DATASET EXCERPTS
★ ★ ★

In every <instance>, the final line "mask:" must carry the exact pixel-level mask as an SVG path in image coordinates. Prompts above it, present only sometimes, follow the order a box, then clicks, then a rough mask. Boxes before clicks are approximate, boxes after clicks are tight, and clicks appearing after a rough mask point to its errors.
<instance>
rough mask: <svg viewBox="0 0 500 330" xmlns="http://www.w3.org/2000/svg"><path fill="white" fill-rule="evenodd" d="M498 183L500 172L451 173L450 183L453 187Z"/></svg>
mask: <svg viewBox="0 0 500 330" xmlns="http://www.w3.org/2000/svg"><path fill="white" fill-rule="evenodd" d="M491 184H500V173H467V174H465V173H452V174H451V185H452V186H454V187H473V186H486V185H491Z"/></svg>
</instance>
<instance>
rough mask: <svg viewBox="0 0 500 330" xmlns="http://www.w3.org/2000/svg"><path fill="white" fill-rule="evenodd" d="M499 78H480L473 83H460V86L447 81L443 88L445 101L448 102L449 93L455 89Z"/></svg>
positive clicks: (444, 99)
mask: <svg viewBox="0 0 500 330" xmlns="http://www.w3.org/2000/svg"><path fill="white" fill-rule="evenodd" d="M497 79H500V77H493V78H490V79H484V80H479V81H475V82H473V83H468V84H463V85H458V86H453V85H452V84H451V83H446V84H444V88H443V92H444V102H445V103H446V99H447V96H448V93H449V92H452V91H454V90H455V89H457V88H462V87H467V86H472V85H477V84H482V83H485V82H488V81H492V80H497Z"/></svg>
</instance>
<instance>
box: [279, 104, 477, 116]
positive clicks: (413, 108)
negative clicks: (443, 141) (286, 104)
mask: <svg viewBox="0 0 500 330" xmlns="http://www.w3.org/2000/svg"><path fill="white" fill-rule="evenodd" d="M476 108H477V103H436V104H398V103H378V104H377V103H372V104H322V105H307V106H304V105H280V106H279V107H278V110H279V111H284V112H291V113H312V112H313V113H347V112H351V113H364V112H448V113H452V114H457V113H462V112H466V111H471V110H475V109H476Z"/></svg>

★ ★ ★

EXERCISE REQUIREMENTS
Copy all of the material above word for word, without changing a single character.

THE ANSWER
In every <instance>, the final line "mask:" must carry the exact pixel-level mask as an SVG path in image coordinates. Prompts above it, present only sometimes, follow the order a box, then clicks, then a rough mask. Boxes before clicks are approximate, boxes after clicks are tight, and clicks appearing after a rough mask point to its errors.
<instance>
rough mask: <svg viewBox="0 0 500 330" xmlns="http://www.w3.org/2000/svg"><path fill="white" fill-rule="evenodd" d="M498 183L500 172L451 173L450 183L453 187Z"/></svg>
mask: <svg viewBox="0 0 500 330" xmlns="http://www.w3.org/2000/svg"><path fill="white" fill-rule="evenodd" d="M491 184H500V173H467V174H465V173H452V174H451V185H452V186H454V187H473V186H486V185H491Z"/></svg>
</instance>
<instance>
rough mask: <svg viewBox="0 0 500 330" xmlns="http://www.w3.org/2000/svg"><path fill="white" fill-rule="evenodd" d="M499 78H480L473 83H460V86L447 81L443 88L445 101L448 102L449 93L455 89Z"/></svg>
positive clicks: (444, 99)
mask: <svg viewBox="0 0 500 330" xmlns="http://www.w3.org/2000/svg"><path fill="white" fill-rule="evenodd" d="M497 79H500V77H493V78H490V79H484V80H479V81H475V82H473V83H468V84H463V85H458V86H453V85H452V84H451V83H446V84H444V88H443V92H444V102H445V103H446V99H447V96H448V93H449V92H452V91H454V90H455V89H457V88H462V87H467V86H472V85H477V84H482V83H485V82H488V81H492V80H497Z"/></svg>
</instance>
<instance>
box: [279, 104, 477, 116]
positive clicks: (413, 108)
negative clicks: (443, 141) (286, 104)
mask: <svg viewBox="0 0 500 330" xmlns="http://www.w3.org/2000/svg"><path fill="white" fill-rule="evenodd" d="M476 108H477V103H436V104H398V103H378V104H377V103H372V104H322V105H307V106H304V105H280V106H279V107H278V110H279V111H284V112H291V113H312V112H313V113H347V112H351V113H364V112H448V113H452V114H457V113H462V112H466V111H471V110H475V109H476Z"/></svg>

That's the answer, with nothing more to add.